• **DOCUMENT SECTION**:
Mount Rushmore was dedicated, although still unfinished. AT&T created the first television images. CBS began broadcasting on radio, launching a broadcasting boom. The Ford Model T car was replaced by the Model A. The Mississippi Flood drove blacks to the north, where they settled in cities and eventually set the civil rights era in motion.
Calvin Coolidge was a hands-off and mostly silent president. A woman sitting next to him at dinner once famously (and possibly apocryphally) said, “My friend bet me that I wouldn’t be able to get you to say three words tonight.”
“You lose,” Coolidge replied.
The stock market rose by a third in 1927 alone. The economy was growing 3.3 percent a year. Half of the world’s gold was in the United States—in an era when the gold standard still ruled. The federal budget had a surplus of $630 million. The average work week had fallen from 60 hours a week at the beginning of the decade to 48.
The Great Depression was still two years away. The Ku Klux Klan, whose membership in the 1920s peaked at 5 million members, including 75 members of Congress, was rocked by scandal in 1925 and never entirely recovered.

• **SET PROBLEM**: Copy the passage on American life in 1927 above word for word, keeping every paragraph.

• **EXTRACTED DATA**:
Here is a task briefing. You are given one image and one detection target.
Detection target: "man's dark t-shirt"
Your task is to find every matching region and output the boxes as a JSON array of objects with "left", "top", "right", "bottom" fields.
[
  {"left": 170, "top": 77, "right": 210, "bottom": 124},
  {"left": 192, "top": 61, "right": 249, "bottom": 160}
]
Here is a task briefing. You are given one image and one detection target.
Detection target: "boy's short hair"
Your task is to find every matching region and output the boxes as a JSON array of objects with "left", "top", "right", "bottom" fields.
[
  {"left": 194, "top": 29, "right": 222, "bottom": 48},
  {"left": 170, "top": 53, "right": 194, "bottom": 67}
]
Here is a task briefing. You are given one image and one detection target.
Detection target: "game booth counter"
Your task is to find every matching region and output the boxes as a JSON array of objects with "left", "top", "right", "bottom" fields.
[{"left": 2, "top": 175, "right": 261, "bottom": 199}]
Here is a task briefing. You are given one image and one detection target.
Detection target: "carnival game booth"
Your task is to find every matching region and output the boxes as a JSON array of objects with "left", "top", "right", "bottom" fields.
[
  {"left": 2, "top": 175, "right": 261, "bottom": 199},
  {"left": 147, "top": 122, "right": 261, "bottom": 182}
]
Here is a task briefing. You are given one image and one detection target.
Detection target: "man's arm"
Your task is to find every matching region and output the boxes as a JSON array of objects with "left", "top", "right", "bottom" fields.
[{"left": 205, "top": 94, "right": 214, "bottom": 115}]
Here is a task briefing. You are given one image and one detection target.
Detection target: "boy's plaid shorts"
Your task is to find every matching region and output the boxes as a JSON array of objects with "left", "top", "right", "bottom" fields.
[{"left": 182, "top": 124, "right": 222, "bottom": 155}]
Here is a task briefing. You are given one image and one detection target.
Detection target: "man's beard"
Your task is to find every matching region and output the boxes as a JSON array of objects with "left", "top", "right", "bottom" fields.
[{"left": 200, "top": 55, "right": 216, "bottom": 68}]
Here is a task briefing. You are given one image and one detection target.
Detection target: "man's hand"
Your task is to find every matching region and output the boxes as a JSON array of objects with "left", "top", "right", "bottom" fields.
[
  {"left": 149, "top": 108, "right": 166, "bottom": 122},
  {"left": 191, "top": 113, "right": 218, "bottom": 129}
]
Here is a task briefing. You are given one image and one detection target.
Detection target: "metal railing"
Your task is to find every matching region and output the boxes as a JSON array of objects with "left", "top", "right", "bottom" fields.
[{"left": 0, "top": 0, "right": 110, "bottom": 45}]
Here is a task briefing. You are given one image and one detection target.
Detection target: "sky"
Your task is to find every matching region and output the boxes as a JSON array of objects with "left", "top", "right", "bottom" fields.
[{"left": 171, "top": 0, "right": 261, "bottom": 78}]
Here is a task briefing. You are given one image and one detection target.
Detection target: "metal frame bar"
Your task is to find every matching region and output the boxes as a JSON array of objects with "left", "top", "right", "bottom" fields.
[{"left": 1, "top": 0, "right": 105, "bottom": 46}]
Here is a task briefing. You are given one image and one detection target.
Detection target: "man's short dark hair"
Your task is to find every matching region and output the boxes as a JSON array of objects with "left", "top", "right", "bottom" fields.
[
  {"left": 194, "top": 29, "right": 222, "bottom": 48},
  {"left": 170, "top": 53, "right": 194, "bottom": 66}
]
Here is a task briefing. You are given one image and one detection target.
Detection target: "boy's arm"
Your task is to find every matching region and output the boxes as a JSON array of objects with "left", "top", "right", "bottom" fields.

• **WRITTEN ANSWER**:
Mount Rushmore was dedicated, although still unfinished. AT&T created the first television images. CBS began broadcasting on radio, launching a broadcasting boom. The Ford Model T car was replaced by the Model A. The Mississippi Flood drove blacks to the north, where they settled in cities and eventually set the civil rights era in motion.
Calvin Coolidge was a hands-off and mostly silent president. A woman sitting next to him at dinner once famously (and possibly apocryphally) said, “My friend bet me that I wouldn’t be able to get you to say three words tonight.”
“You lose,” Coolidge replied.
The stock market rose by a third in 1927 alone. The economy was growing 3.3 percent a year. Half of the world’s gold was in the United States—in an era when the gold standard still ruled. The federal budget had a surplus of $630 million. The average work week had fallen from 60 hours a week at the beginning of the decade to 48.
The Great Depression was still two years away. The Ku Klux Klan, whose membership in the 1920s peaked at 5 million members, including 75 members of Congress, was rocked by scandal in 1925 and never entirely recovered.